● Exercise aim:
Please render each line of the rows below as a Markdown table with the columns Number and Line, skipping blank lines. Leave the pictures out.

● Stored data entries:
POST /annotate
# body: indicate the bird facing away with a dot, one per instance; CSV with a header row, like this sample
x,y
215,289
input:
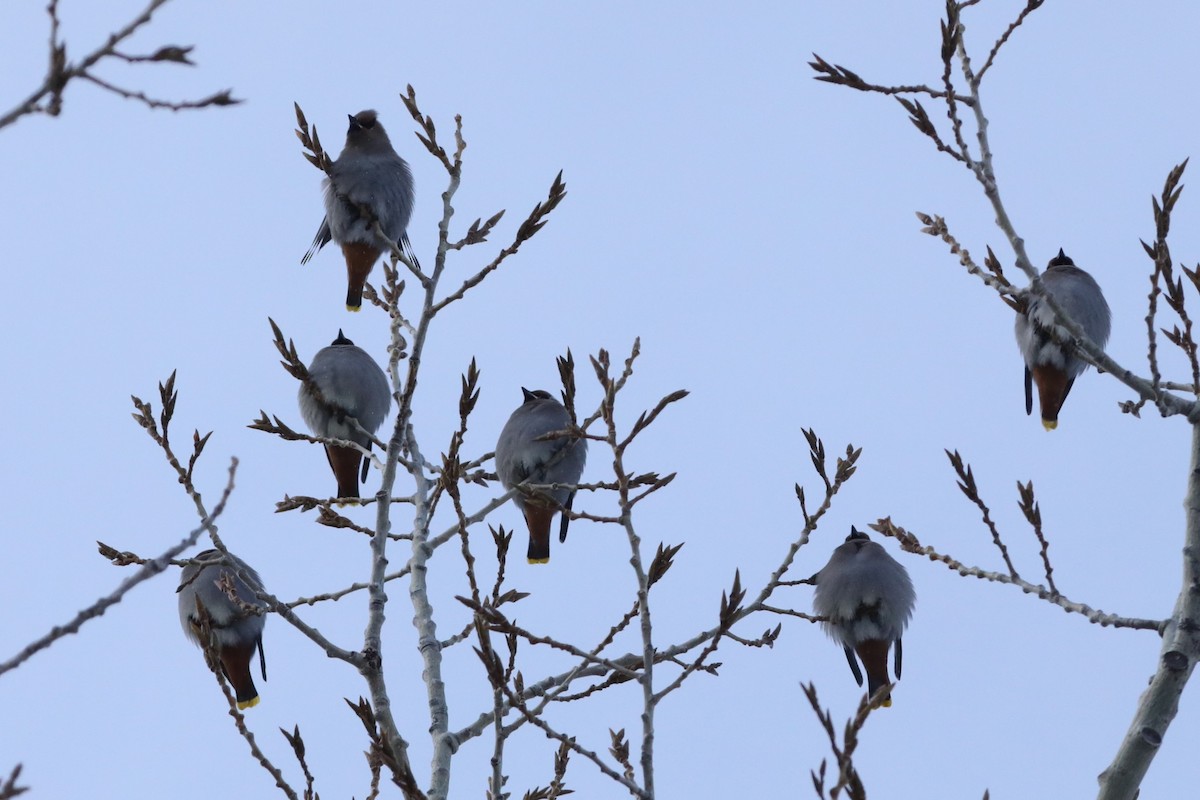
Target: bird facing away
x,y
868,599
1048,364
345,382
367,173
521,457
237,632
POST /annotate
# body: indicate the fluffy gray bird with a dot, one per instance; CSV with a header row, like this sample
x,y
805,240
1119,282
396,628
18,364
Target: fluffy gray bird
x,y
237,632
1049,364
367,173
868,599
345,382
521,457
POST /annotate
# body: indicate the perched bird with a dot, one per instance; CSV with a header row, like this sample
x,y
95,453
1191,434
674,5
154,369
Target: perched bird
x,y
868,599
521,457
237,632
1048,364
367,173
345,382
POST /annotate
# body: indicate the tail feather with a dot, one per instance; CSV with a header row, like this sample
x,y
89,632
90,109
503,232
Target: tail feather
x,y
538,518
235,666
874,654
345,463
1053,390
360,258
318,241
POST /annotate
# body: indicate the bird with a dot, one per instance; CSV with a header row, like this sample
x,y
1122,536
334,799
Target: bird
x,y
1051,365
867,599
343,382
367,173
237,632
521,456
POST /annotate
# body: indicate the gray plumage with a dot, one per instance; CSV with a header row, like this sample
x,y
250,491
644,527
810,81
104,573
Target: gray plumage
x,y
1051,365
521,457
868,597
345,382
237,632
367,173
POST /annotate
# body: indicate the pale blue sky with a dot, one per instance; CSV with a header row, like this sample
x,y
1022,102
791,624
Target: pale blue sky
x,y
753,226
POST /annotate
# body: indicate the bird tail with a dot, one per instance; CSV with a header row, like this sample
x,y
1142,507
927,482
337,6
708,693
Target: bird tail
x,y
1053,390
345,463
318,241
235,665
359,260
874,654
538,518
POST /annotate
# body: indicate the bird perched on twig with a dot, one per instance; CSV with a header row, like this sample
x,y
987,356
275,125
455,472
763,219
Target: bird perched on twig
x,y
345,382
522,456
369,174
237,632
1053,365
867,597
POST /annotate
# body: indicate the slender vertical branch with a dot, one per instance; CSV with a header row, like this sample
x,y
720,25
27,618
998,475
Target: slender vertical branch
x,y
1177,657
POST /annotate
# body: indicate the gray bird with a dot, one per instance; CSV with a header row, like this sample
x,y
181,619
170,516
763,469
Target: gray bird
x,y
1048,364
868,599
345,382
367,173
521,457
237,632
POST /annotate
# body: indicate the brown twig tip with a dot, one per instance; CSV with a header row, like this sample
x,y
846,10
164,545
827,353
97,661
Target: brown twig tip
x,y
731,603
9,788
837,74
537,217
309,138
664,559
287,348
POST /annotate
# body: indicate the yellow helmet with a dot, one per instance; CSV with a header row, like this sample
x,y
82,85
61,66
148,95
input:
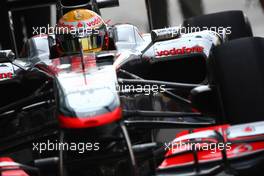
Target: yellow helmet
x,y
81,29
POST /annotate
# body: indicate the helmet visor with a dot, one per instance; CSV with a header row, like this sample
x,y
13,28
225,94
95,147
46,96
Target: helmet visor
x,y
72,45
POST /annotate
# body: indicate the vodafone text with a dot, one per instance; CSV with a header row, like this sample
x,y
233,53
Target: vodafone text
x,y
6,75
180,51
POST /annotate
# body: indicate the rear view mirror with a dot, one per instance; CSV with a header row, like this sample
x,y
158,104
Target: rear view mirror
x,y
7,56
107,3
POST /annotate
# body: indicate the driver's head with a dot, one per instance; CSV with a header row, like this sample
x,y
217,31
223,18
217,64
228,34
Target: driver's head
x,y
81,29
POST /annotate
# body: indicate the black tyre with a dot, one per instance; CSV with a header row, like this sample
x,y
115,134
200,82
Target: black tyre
x,y
238,71
235,23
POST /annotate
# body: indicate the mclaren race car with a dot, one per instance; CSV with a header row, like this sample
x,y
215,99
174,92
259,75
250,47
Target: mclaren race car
x,y
107,112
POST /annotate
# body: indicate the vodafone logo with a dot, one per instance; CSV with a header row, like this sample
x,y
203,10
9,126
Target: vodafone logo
x,y
180,51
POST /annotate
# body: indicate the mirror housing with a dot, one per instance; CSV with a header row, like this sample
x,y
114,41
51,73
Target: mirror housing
x,y
107,3
7,56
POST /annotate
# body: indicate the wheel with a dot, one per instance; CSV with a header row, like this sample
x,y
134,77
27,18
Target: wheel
x,y
235,22
238,73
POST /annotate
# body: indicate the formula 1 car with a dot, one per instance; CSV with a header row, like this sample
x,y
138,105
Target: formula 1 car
x,y
107,109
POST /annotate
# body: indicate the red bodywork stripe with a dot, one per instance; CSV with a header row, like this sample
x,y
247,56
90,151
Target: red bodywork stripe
x,y
88,122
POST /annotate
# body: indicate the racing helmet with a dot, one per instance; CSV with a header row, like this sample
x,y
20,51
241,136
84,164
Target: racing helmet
x,y
81,29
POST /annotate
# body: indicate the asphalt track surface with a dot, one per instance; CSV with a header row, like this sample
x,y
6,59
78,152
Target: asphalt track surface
x,y
134,12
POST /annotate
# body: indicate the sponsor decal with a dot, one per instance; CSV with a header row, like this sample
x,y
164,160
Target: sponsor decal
x,y
249,129
180,51
8,75
243,148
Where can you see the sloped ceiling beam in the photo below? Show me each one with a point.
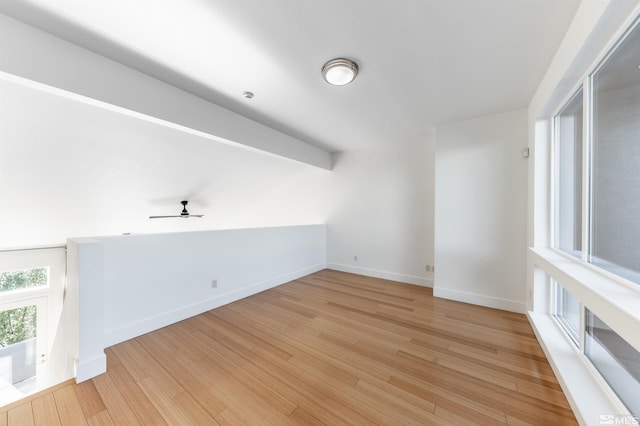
(35, 55)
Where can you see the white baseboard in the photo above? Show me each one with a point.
(89, 368)
(138, 328)
(393, 276)
(482, 300)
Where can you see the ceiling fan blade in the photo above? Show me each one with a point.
(184, 214)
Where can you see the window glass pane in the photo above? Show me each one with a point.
(568, 312)
(569, 177)
(27, 278)
(615, 171)
(615, 359)
(18, 352)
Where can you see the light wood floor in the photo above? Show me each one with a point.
(331, 348)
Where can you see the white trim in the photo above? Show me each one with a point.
(481, 299)
(614, 303)
(117, 335)
(387, 275)
(583, 388)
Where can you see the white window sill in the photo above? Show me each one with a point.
(588, 396)
(614, 301)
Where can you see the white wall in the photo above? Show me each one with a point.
(481, 210)
(596, 26)
(383, 212)
(130, 285)
(68, 169)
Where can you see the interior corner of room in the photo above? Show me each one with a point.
(95, 138)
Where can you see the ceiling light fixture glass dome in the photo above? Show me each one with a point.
(340, 71)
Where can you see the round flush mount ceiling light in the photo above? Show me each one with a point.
(340, 71)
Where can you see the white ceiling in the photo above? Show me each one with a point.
(422, 62)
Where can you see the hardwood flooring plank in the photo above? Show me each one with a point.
(21, 415)
(326, 349)
(89, 399)
(144, 410)
(101, 419)
(116, 404)
(45, 412)
(68, 406)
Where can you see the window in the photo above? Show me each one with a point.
(596, 214)
(568, 217)
(568, 313)
(21, 327)
(33, 354)
(615, 170)
(616, 360)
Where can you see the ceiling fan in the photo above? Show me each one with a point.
(184, 214)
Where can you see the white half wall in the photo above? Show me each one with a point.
(481, 211)
(381, 220)
(140, 283)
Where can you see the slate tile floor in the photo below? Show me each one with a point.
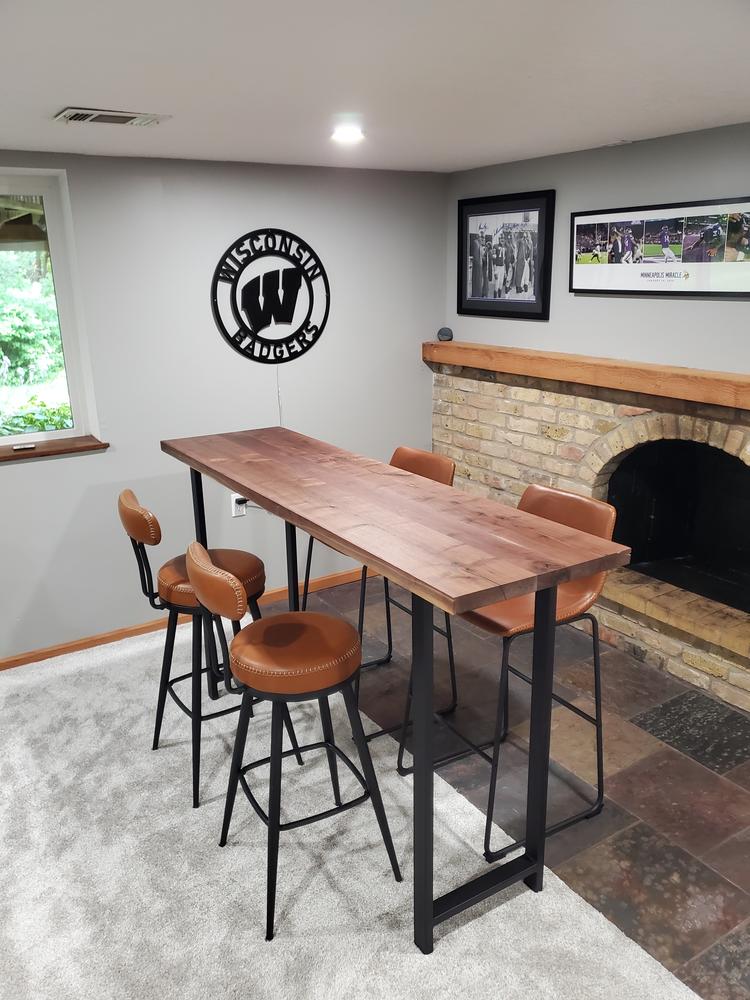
(668, 859)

● Result of this task:
| Number | Line |
|---|---|
| 1 | POST /annotate |
| 2 | # body: indicate the bird facing away with a dot, one per instance; CSV with a header row, like this sample |
| 3 | x,y |
| 4 | 215,289 |
| 5 | input: |
| 6 | Target: bird facing away |
| 7 | x,y |
| 8 | 868,599 |
| 9 | 1048,364 |
| 10 | 345,382 |
| 11 | 367,173 |
| 12 | 521,457 |
| 13 | 237,632 |
| 14 | POST /annotate |
| 15 | # body: indicate the fluffy gray bird with a dot, one per instance; CSV with a header row, like this sample |
| 16 | x,y |
| 17 | 805,240 |
| 18 | 1119,282 |
| 19 | 396,628 |
| 20 | 18,364 |
| 21 | Target: fluffy gray bird |
| 22 | x,y |
| 23 | 237,632 |
| 24 | 1049,364 |
| 25 | 367,173 |
| 26 | 868,599 |
| 27 | 345,382 |
| 28 | 521,457 |
| 29 | POST /annotate |
| 30 | # body: indicate the perched bird with a dot, one per instance; CSV with a header row, like this sample |
| 31 | x,y |
| 32 | 95,453 |
| 33 | 1191,434 |
| 34 | 674,5 |
| 35 | 154,369 |
| 36 | Target: perched bird |
| 37 | x,y |
| 38 | 868,599 |
| 39 | 521,457 |
| 40 | 237,632 |
| 41 | 1048,364 |
| 42 | 367,173 |
| 43 | 345,382 |
| 44 | POST /annotate |
| 45 | # body: indicate the tail feather with a dot, one per instance; CSV with a header row, like this sample |
| 46 | x,y |
| 47 | 89,632 |
| 48 | 90,109 |
| 49 | 503,232 |
| 50 | Target: tail feather |
| 51 | x,y |
| 52 | 538,518 |
| 53 | 235,666 |
| 54 | 874,654 |
| 55 | 345,463 |
| 56 | 1053,390 |
| 57 | 360,258 |
| 58 | 318,241 |
| 59 | POST /annotate |
| 60 | # body: indicate the bird with a dot, one per instance; CSV with a header row, like this sample |
| 61 | x,y |
| 62 | 1122,536 |
| 63 | 334,799 |
| 64 | Target: bird |
| 65 | x,y |
| 66 | 1051,365 |
| 67 | 867,599 |
| 68 | 343,382 |
| 69 | 367,173 |
| 70 | 237,632 |
| 71 | 521,456 |
| 72 | POST /annotate |
| 73 | # body: indicate the gray plumage with a dot, one per instance; CSV with a header row, like this sample |
| 74 | x,y |
| 75 | 250,491 |
| 76 | 644,527 |
| 77 | 810,81 |
| 78 | 104,573 |
| 79 | Target: gray plumage |
| 80 | x,y |
| 81 | 1051,365 |
| 82 | 521,457 |
| 83 | 868,597 |
| 84 | 345,382 |
| 85 | 237,632 |
| 86 | 367,173 |
| 87 | POST /annotate |
| 88 | # body: indicate the pale blue sky with a dot, one per instance; CSV with a header row, like this sample |
| 89 | x,y |
| 90 | 1022,102 |
| 91 | 791,624 |
| 92 | Target: pale blue sky |
| 93 | x,y |
| 94 | 753,226 |
| 95 | POST /annotate |
| 96 | # body: indicate the bird tail with a dot, one per instance; CSV with a header row, like this sample |
| 97 | x,y |
| 98 | 1142,507 |
| 99 | 927,482 |
| 100 | 337,6 |
| 101 | 708,693 |
| 102 | Target: bird tail |
| 103 | x,y |
| 104 | 1053,390 |
| 105 | 345,463 |
| 106 | 318,241 |
| 107 | 235,665 |
| 108 | 359,260 |
| 109 | 874,654 |
| 110 | 538,518 |
| 111 | POST /annotate |
| 112 | # body: indicate the bird perched on twig with a dot, one per instance; CSV with a header row, like this sample |
| 113 | x,y |
| 114 | 987,356 |
| 115 | 275,125 |
| 116 | 455,472 |
| 117 | 763,219 |
| 118 | Target: bird perched on twig |
| 119 | x,y |
| 120 | 345,382 |
| 121 | 522,456 |
| 122 | 369,174 |
| 123 | 237,632 |
| 124 | 1053,365 |
| 125 | 867,597 |
| 126 | POST /annotate |
| 127 | # body: indicate the slender vertical branch with a dot, one per instance; CSV with a header row, like this sample |
| 128 | x,y |
| 129 | 720,25 |
| 130 | 27,618 |
| 131 | 998,475 |
| 132 | Target: slender vertical branch |
| 133 | x,y |
| 134 | 1177,657 |
| 135 | POST /annotate |
| 136 | # body: indicate the gray bird with a dot, one per instance; CSV with a header row, like this sample |
| 137 | x,y |
| 138 | 181,619 |
| 139 | 170,516 |
| 140 | 763,469 |
| 141 | Target: gray bird |
| 142 | x,y |
| 143 | 1048,364 |
| 144 | 868,599 |
| 145 | 345,382 |
| 146 | 367,173 |
| 147 | 521,457 |
| 148 | 237,632 |
| 149 | POST /annotate |
| 150 | # body: indicate the brown twig tip with a dot, one per instance; CSV with a header row, like this sample |
| 151 | x,y |
| 152 | 846,10 |
| 153 | 164,545 |
| 154 | 827,353 |
| 155 | 97,661 |
| 156 | Target: brown twig tip |
| 157 | x,y |
| 158 | 731,603 |
| 159 | 9,788 |
| 160 | 837,74 |
| 161 | 537,217 |
| 162 | 309,138 |
| 163 | 664,559 |
| 164 | 287,348 |
| 165 | POST /annotate |
| 166 | # body: indicate the yellow helmet with a dot, one per instance; CSV with a header row, like this sample |
| 167 | x,y |
| 168 | 82,85 |
| 169 | 61,66 |
| 170 | 148,95 |
| 171 | input: |
| 172 | Target: yellow helmet |
| 173 | x,y |
| 174 | 81,29 |
| 175 | POST /annotate |
| 176 | # body: indicate the helmet visor with a dot, one per instance; CSV with a header row, like this sample |
| 177 | x,y |
| 178 | 13,28 |
| 179 | 225,94 |
| 180 | 95,147 |
| 181 | 46,96 |
| 182 | Target: helmet visor |
| 183 | x,y |
| 184 | 72,45 |
| 185 | POST /annotate |
| 186 | # body: indicate the vodafone text with a dot, one per instance; CSV with a header row, like this sample |
| 187 | x,y |
| 188 | 233,53 |
| 189 | Target: vodafone text |
| 190 | x,y |
| 191 | 6,75 |
| 192 | 180,51 |
| 193 | POST /annotate |
| 194 | # body: indicate the rear view mirror with a dot, one per instance; CSV with a header row, like this sample |
| 195 | x,y |
| 196 | 158,104 |
| 197 | Target: rear view mirror |
| 198 | x,y |
| 199 | 7,56 |
| 200 | 107,3 |
| 201 | POST /annotate |
| 202 | # body: indicate the driver's head with a dot, one per instance; CSV with a header row, like this sample |
| 203 | x,y |
| 204 | 217,31 |
| 205 | 223,18 |
| 206 | 217,64 |
| 207 | 228,34 |
| 208 | Target: driver's head |
| 209 | x,y |
| 210 | 81,29 |
| 211 | POST /annotate |
| 212 | # body: indicate the black tyre with a dot, one per instance; CSV with a header row, like this sample |
| 213 | x,y |
| 214 | 115,134 |
| 215 | 200,82 |
| 216 | Target: black tyre |
| 217 | x,y |
| 218 | 238,71 |
| 219 | 235,23 |
| 220 | POST /annotate |
| 221 | # body: indicate the mclaren race car with a dot, one per instance; CSV with a header row, like this sample |
| 222 | x,y |
| 223 | 215,99 |
| 224 | 174,92 |
| 225 | 259,75 |
| 226 | 250,47 |
| 227 | Target: mclaren race car |
| 228 | x,y |
| 229 | 107,112 |
| 230 | POST /annotate |
| 231 | # body: indicate the vodafone logo with a dot, one per instance; CSV with a header row, like this sample |
| 232 | x,y |
| 233 | 203,10 |
| 234 | 9,126 |
| 235 | Target: vodafone logo |
| 236 | x,y |
| 237 | 180,51 |
| 238 | POST /annotate |
| 239 | # body: indicate the mirror housing with a dot, one per instance; CSV with a header row, like this sample |
| 240 | x,y |
| 241 | 114,41 |
| 242 | 51,73 |
| 243 | Target: mirror housing |
| 244 | x,y |
| 245 | 107,3 |
| 246 | 7,56 |
| 247 | POST /annotate |
| 248 | # body: indicate the wheel with a dot, one per instance; CSV with a header row, like this sample |
| 249 | x,y |
| 250 | 134,77 |
| 251 | 27,18 |
| 252 | Target: wheel |
| 253 | x,y |
| 254 | 235,22 |
| 255 | 238,73 |
| 256 | POST /annotate |
| 257 | # body: indicate the formula 1 car with a dot, one per instance; CSV with a header row, like this sample |
| 258 | x,y |
| 259 | 138,105 |
| 260 | Target: formula 1 car |
| 261 | x,y |
| 262 | 107,109 |
| 263 | POST /annotate |
| 264 | # body: indicate the red bodywork stripe with a dot, one per instance; CSV with a header row, like this sample |
| 265 | x,y |
| 266 | 247,56 |
| 267 | 90,151 |
| 268 | Target: red bodywork stripe |
| 269 | x,y |
| 270 | 88,122 |
| 271 | POST /annotate |
| 272 | # body: indicate the racing helmet with a dot, one per instance; CSV with a header row, like this sample |
| 273 | x,y |
| 274 | 20,51 |
| 275 | 241,136 |
| 276 | 84,164 |
| 277 | Target: racing helmet |
| 278 | x,y |
| 279 | 81,29 |
| 280 | POST /annotate |
| 281 | # body: indicate the asphalt track surface with a dot, one per instance; CSV with a header row, like this sample |
| 282 | x,y |
| 283 | 6,59 |
| 284 | 78,152 |
| 285 | Target: asphalt track surface |
| 286 | x,y |
| 287 | 134,12 |
| 288 | POST /annotate |
| 289 | # body: indicate the sponsor decal with a dot, one per instance; CSV with a header row, like this sample |
| 290 | x,y |
| 291 | 164,160 |
| 292 | Target: sponsor decal |
| 293 | x,y |
| 294 | 249,129 |
| 295 | 180,51 |
| 296 | 8,75 |
| 297 | 243,148 |
| 298 | Where can you see the sloped ceiling beam in the photo below? Show me each one with a point. |
| 299 | (35, 55) |
| 300 | Where can you see the white baseboard in the photo above? Show me each one with a point. |
| 301 | (89, 368) |
| 302 | (138, 328) |
| 303 | (393, 276) |
| 304 | (482, 300) |
| 305 | Where can you see the ceiling fan blade in the photo above? Show me each one with a point. |
| 306 | (184, 214) |
| 307 | Where can you see the window glass pane in the photo above? Show me each one with a point. |
| 308 | (568, 312) |
| 309 | (569, 177) |
| 310 | (27, 278) |
| 311 | (615, 171) |
| 312 | (615, 359) |
| 313 | (18, 352) |
| 314 | Where can you see the light wood floor in the photo above? Show me each one with a point. |
| 315 | (331, 348) |
| 316 | Where can you see the white trim in the photo above? Show me each one with a point. |
| 317 | (481, 299) |
| 318 | (614, 303) |
| 319 | (117, 335) |
| 320 | (387, 275) |
| 321 | (583, 388) |
| 322 | Where can you see the white window sill in the photo above? Show me each one with a point. |
| 323 | (588, 396) |
| 324 | (614, 301) |
| 325 | Where can you see the white wall in the photo above? Show me each one with a point. |
| 326 | (481, 210) |
| 327 | (596, 26) |
| 328 | (383, 212) |
| 329 | (130, 285) |
| 330 | (68, 169) |
| 331 | Where can you see the interior corner of room in the photo above? Show me each one with a point. |
| 332 | (95, 138) |
| 333 | Where can you see the ceiling light fixture glass dome in the photo above? Show me each one with a point. |
| 334 | (340, 71) |
| 335 | Where can you see the round flush mount ceiling light in the photo above? Show me each one with a point. |
| 336 | (340, 71) |
| 337 | Where can you see the white ceiling in the photo above? Show me each one with a point. |
| 338 | (422, 62) |
| 339 | Where can you see the hardwood flooring plank in the photo above? Show me each one with a point. |
| 340 | (21, 415) |
| 341 | (326, 349) |
| 342 | (89, 399) |
| 343 | (144, 410) |
| 344 | (101, 419) |
| 345 | (116, 404) |
| 346 | (45, 412) |
| 347 | (68, 406) |
| 348 | Where can you see the window in the photo above? Show me each one with a point. |
| 349 | (596, 214) |
| 350 | (568, 217) |
| 351 | (568, 313) |
| 352 | (21, 327) |
| 353 | (33, 354) |
| 354 | (615, 170) |
| 355 | (616, 360) |
| 356 | Where can you see the ceiling fan in the photo above? Show me each one with a point. |
| 357 | (184, 214) |
| 358 | Where can you see the white half wall in the photo above? Show me each one with a point. |
| 359 | (481, 211) |
| 360 | (381, 220) |
| 361 | (140, 283) |
| 362 | Where can you see the slate tile floor in the photo below? Show me each one with a point. |
| 363 | (668, 859) |